Exercise requirements -
What to return is the tail of the data, from the line that contains "For this drill the class indicates the branch" down to the last line, copied exactly.

Data to use -
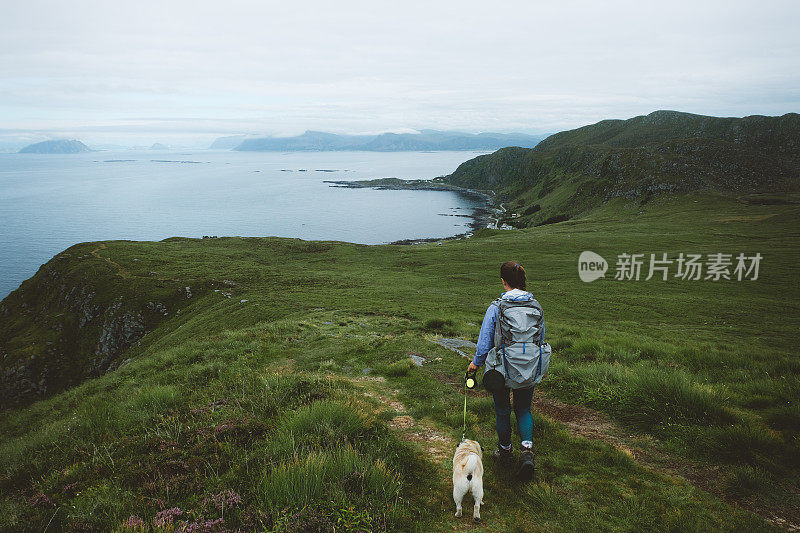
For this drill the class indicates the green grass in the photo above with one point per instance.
(261, 398)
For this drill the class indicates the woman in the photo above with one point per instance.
(512, 275)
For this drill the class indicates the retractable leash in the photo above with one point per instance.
(469, 383)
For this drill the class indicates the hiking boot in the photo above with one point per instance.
(526, 465)
(503, 457)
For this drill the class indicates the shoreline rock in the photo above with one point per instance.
(486, 216)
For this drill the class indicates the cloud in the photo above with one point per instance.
(248, 66)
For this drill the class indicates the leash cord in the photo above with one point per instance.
(464, 431)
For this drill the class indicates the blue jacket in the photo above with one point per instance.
(486, 337)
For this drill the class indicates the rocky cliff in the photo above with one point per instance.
(75, 319)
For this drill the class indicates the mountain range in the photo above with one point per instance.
(62, 146)
(385, 142)
(663, 152)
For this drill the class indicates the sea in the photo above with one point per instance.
(49, 202)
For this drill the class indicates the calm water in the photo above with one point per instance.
(50, 202)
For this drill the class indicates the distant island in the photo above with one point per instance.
(56, 147)
(227, 143)
(318, 141)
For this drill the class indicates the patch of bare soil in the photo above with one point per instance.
(433, 442)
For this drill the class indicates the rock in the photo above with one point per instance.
(418, 359)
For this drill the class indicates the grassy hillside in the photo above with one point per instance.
(665, 152)
(282, 396)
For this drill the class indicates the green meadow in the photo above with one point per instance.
(283, 397)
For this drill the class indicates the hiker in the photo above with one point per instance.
(511, 345)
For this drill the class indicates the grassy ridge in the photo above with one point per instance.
(257, 389)
(574, 171)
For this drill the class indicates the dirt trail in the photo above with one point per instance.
(438, 445)
(124, 272)
(591, 424)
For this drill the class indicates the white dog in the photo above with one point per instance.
(468, 476)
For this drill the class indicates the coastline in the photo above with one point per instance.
(486, 216)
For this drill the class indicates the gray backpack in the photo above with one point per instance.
(520, 353)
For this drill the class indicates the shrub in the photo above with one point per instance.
(654, 396)
(399, 368)
(334, 475)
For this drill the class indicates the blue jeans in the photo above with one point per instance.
(522, 410)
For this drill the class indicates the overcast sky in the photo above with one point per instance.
(188, 71)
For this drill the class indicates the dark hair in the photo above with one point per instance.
(513, 274)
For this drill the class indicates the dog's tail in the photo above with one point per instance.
(472, 462)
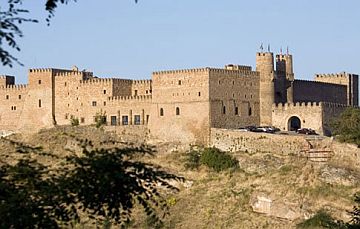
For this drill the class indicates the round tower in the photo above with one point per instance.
(285, 76)
(265, 66)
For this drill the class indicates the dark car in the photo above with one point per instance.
(307, 131)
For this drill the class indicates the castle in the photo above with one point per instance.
(181, 105)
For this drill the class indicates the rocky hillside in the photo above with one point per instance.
(269, 190)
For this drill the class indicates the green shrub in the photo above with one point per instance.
(347, 126)
(193, 159)
(212, 158)
(74, 121)
(321, 219)
(100, 119)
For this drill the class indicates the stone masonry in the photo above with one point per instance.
(180, 105)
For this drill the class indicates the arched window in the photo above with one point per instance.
(161, 112)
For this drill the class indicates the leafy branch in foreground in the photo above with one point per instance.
(104, 183)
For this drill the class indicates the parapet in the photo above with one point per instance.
(297, 104)
(307, 105)
(40, 70)
(131, 98)
(14, 87)
(141, 81)
(194, 70)
(238, 67)
(226, 71)
(97, 81)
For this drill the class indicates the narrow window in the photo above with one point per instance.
(161, 112)
(137, 119)
(113, 121)
(125, 120)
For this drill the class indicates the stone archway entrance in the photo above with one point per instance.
(294, 123)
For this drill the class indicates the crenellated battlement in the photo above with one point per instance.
(241, 71)
(68, 73)
(307, 105)
(332, 75)
(131, 98)
(97, 81)
(14, 87)
(141, 81)
(194, 70)
(297, 104)
(40, 70)
(317, 82)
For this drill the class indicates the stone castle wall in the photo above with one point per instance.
(312, 91)
(234, 140)
(234, 98)
(310, 115)
(180, 105)
(351, 81)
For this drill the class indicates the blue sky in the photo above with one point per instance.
(118, 38)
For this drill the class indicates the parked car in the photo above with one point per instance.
(243, 129)
(307, 131)
(250, 128)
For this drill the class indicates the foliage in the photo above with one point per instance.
(105, 183)
(321, 219)
(217, 160)
(74, 121)
(355, 213)
(212, 158)
(193, 159)
(100, 119)
(347, 126)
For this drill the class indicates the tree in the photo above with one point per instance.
(105, 183)
(355, 213)
(347, 126)
(11, 17)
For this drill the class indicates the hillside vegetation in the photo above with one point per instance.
(262, 190)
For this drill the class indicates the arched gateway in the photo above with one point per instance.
(294, 123)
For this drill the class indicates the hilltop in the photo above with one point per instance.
(269, 190)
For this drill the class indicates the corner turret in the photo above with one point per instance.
(265, 66)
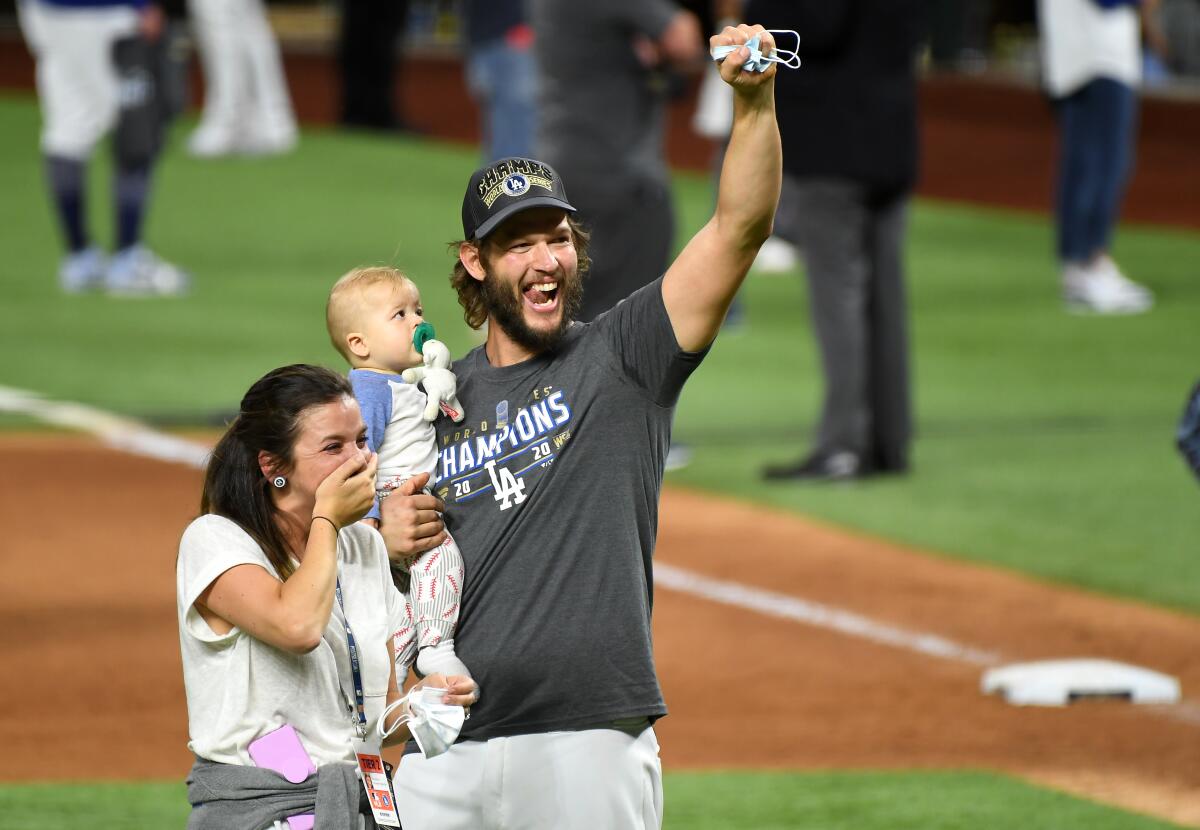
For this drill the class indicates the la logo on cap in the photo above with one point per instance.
(515, 185)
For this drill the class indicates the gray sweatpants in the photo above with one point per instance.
(852, 245)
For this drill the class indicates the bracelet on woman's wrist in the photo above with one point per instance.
(331, 523)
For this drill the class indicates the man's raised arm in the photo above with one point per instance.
(700, 284)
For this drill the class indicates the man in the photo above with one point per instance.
(552, 487)
(849, 127)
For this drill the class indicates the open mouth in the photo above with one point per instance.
(543, 296)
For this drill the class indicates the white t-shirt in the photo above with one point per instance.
(1081, 42)
(239, 689)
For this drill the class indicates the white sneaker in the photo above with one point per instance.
(273, 140)
(211, 142)
(1102, 289)
(137, 271)
(82, 271)
(775, 256)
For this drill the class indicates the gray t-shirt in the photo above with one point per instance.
(552, 493)
(601, 109)
(239, 687)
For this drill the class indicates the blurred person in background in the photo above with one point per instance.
(712, 119)
(502, 74)
(83, 96)
(246, 103)
(1091, 53)
(604, 72)
(1179, 22)
(849, 122)
(366, 60)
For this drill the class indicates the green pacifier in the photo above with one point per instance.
(423, 334)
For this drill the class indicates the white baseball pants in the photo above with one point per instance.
(587, 780)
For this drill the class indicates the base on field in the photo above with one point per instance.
(1056, 683)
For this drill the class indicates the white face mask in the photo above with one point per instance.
(433, 725)
(757, 60)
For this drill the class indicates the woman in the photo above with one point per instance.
(273, 581)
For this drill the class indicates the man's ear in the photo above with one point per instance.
(269, 464)
(358, 346)
(468, 254)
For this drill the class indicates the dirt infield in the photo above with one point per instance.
(91, 651)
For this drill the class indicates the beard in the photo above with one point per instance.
(505, 306)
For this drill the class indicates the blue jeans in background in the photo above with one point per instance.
(1097, 131)
(504, 82)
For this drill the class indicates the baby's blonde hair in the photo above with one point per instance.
(345, 308)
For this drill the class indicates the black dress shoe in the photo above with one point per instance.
(837, 465)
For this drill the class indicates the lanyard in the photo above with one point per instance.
(361, 725)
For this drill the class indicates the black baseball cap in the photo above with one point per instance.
(502, 188)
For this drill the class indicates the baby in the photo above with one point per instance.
(375, 320)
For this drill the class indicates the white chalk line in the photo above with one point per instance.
(133, 437)
(115, 431)
(816, 614)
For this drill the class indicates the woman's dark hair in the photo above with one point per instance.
(269, 419)
(471, 292)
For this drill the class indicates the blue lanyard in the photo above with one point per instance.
(354, 665)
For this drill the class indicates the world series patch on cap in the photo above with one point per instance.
(505, 187)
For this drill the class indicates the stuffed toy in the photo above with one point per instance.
(441, 386)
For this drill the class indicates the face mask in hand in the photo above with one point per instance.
(433, 725)
(759, 61)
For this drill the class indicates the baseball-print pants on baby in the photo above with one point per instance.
(435, 591)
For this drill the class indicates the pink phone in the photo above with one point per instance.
(283, 752)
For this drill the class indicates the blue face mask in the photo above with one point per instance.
(759, 61)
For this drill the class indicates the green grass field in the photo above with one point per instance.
(1045, 440)
(693, 801)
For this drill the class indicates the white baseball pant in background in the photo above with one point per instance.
(77, 82)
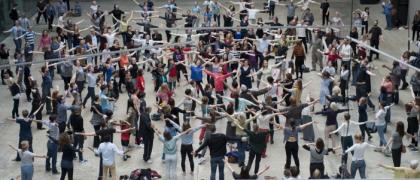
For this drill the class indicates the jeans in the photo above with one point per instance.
(388, 21)
(15, 110)
(78, 141)
(381, 133)
(214, 162)
(186, 150)
(346, 142)
(292, 148)
(170, 164)
(18, 44)
(257, 156)
(52, 149)
(358, 165)
(27, 171)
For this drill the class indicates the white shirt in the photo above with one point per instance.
(345, 52)
(350, 131)
(252, 13)
(108, 150)
(359, 151)
(300, 32)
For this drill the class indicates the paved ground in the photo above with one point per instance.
(395, 43)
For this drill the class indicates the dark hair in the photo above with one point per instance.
(320, 144)
(167, 135)
(400, 128)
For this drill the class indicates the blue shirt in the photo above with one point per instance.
(196, 73)
(25, 132)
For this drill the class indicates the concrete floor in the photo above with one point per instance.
(394, 43)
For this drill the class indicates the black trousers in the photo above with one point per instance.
(148, 146)
(325, 20)
(375, 44)
(396, 156)
(186, 150)
(65, 171)
(299, 62)
(257, 156)
(78, 141)
(315, 166)
(44, 14)
(292, 149)
(15, 110)
(96, 139)
(365, 27)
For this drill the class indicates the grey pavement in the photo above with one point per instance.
(395, 42)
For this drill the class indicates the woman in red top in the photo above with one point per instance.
(332, 56)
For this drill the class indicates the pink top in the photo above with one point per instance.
(44, 42)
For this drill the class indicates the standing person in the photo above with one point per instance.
(42, 10)
(91, 83)
(325, 6)
(380, 122)
(387, 6)
(291, 137)
(217, 145)
(396, 144)
(26, 165)
(16, 31)
(416, 26)
(358, 159)
(147, 132)
(76, 122)
(346, 130)
(4, 60)
(68, 155)
(170, 150)
(331, 122)
(412, 110)
(25, 132)
(375, 34)
(52, 144)
(363, 117)
(50, 11)
(317, 151)
(299, 56)
(107, 150)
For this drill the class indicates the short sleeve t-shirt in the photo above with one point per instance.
(25, 131)
(26, 157)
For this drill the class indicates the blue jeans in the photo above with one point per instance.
(214, 162)
(358, 165)
(388, 21)
(51, 154)
(381, 133)
(27, 171)
(346, 142)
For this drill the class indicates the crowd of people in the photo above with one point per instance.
(248, 75)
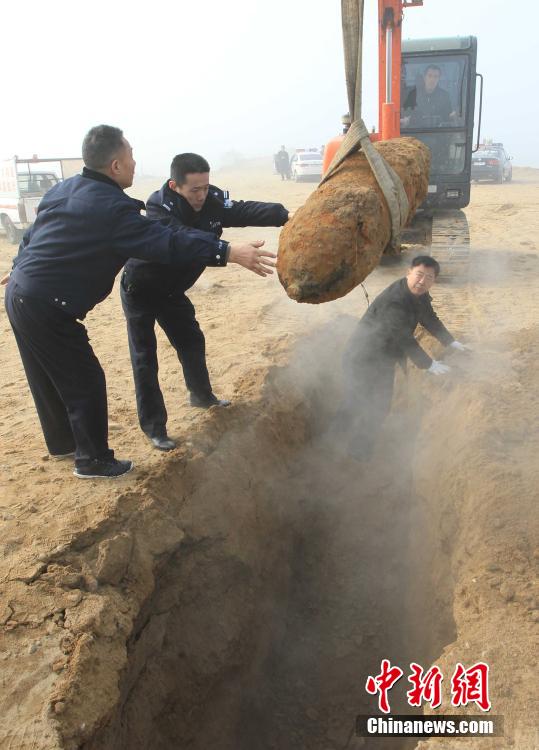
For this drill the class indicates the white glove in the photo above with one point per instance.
(460, 347)
(438, 368)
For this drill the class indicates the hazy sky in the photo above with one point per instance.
(231, 75)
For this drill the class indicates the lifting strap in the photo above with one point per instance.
(358, 136)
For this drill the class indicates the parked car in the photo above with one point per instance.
(23, 182)
(492, 163)
(306, 164)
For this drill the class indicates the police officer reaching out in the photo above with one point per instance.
(85, 230)
(152, 292)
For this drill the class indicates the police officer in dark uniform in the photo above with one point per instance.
(384, 338)
(85, 230)
(151, 292)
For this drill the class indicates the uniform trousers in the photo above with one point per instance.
(64, 375)
(175, 314)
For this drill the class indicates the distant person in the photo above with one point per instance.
(85, 230)
(384, 338)
(153, 292)
(427, 104)
(282, 162)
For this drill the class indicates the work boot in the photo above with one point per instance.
(61, 456)
(107, 468)
(205, 402)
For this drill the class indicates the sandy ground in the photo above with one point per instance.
(250, 325)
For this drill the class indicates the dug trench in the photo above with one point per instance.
(242, 596)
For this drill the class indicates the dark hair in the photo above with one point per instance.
(184, 164)
(101, 145)
(426, 260)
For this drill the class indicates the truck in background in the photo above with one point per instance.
(23, 183)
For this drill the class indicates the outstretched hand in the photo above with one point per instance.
(250, 256)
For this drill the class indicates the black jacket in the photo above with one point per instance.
(86, 228)
(217, 213)
(427, 110)
(387, 328)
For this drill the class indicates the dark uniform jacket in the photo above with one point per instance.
(386, 331)
(217, 213)
(428, 110)
(86, 228)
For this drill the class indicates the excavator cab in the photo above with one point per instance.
(437, 100)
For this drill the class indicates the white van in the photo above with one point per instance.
(23, 183)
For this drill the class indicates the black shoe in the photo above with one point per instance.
(108, 468)
(205, 402)
(163, 443)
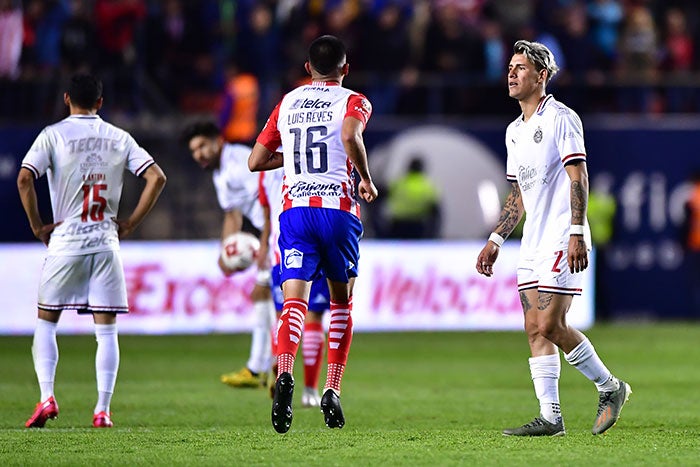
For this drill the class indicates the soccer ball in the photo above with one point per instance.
(239, 250)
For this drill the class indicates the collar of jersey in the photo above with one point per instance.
(324, 83)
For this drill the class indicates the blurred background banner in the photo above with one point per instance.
(173, 288)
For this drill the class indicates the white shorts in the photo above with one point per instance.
(92, 283)
(549, 274)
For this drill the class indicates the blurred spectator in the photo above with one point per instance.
(238, 114)
(118, 23)
(602, 207)
(10, 38)
(677, 60)
(413, 204)
(259, 53)
(386, 49)
(638, 61)
(606, 17)
(691, 240)
(78, 38)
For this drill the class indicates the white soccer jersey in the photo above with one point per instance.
(537, 152)
(84, 158)
(236, 186)
(271, 183)
(307, 124)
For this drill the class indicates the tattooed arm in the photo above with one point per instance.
(578, 251)
(511, 214)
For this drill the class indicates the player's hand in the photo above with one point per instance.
(228, 271)
(367, 190)
(44, 232)
(124, 227)
(487, 256)
(577, 256)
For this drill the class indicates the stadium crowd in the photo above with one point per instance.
(411, 57)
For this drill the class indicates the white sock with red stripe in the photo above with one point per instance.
(585, 359)
(339, 340)
(289, 333)
(260, 346)
(106, 364)
(545, 371)
(45, 356)
(312, 351)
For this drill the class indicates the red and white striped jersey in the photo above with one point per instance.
(236, 186)
(271, 196)
(537, 152)
(84, 158)
(307, 124)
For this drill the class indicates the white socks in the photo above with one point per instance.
(545, 371)
(260, 359)
(45, 356)
(585, 359)
(106, 364)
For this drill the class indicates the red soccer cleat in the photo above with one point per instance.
(42, 412)
(102, 420)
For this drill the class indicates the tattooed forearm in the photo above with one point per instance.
(511, 213)
(543, 300)
(525, 302)
(578, 202)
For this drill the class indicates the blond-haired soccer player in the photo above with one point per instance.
(319, 127)
(84, 159)
(546, 166)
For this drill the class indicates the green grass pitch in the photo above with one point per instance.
(428, 399)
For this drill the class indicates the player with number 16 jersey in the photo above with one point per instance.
(309, 120)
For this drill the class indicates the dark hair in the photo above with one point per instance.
(326, 54)
(205, 128)
(84, 90)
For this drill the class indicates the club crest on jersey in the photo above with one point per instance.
(310, 104)
(293, 258)
(537, 137)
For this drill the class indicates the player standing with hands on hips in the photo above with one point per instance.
(84, 159)
(319, 127)
(546, 166)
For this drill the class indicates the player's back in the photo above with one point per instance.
(317, 170)
(84, 158)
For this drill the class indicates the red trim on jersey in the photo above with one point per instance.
(345, 201)
(270, 135)
(262, 194)
(143, 167)
(32, 169)
(527, 285)
(359, 108)
(573, 156)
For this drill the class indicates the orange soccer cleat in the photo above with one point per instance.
(42, 412)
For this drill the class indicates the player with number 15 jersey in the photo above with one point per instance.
(84, 158)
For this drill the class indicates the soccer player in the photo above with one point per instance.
(237, 193)
(84, 159)
(313, 337)
(319, 127)
(546, 166)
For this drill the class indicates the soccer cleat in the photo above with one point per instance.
(42, 412)
(282, 403)
(332, 411)
(538, 427)
(310, 398)
(245, 378)
(609, 408)
(102, 420)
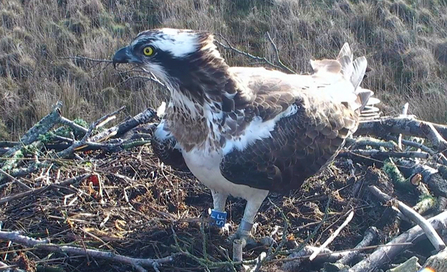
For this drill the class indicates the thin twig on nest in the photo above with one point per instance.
(137, 263)
(385, 254)
(431, 233)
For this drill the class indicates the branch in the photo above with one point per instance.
(386, 253)
(79, 145)
(396, 125)
(138, 263)
(40, 190)
(228, 46)
(278, 59)
(41, 127)
(370, 235)
(333, 236)
(431, 233)
(142, 118)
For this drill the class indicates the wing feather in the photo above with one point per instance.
(165, 147)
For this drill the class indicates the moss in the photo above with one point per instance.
(4, 131)
(7, 44)
(393, 22)
(8, 19)
(440, 52)
(363, 27)
(76, 26)
(406, 13)
(23, 35)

Task result -
For this drill the class indicates the branch in the photo above with one point per instance.
(386, 253)
(79, 145)
(396, 125)
(138, 263)
(40, 190)
(228, 46)
(278, 59)
(41, 127)
(370, 235)
(333, 236)
(431, 233)
(142, 118)
For this drill the class indicates the wing feather in the photo above with one point per instance.
(165, 147)
For this drill the class indicates the moss in the photo above with one point per instance.
(4, 131)
(7, 44)
(393, 22)
(8, 19)
(440, 52)
(363, 27)
(76, 26)
(406, 13)
(23, 35)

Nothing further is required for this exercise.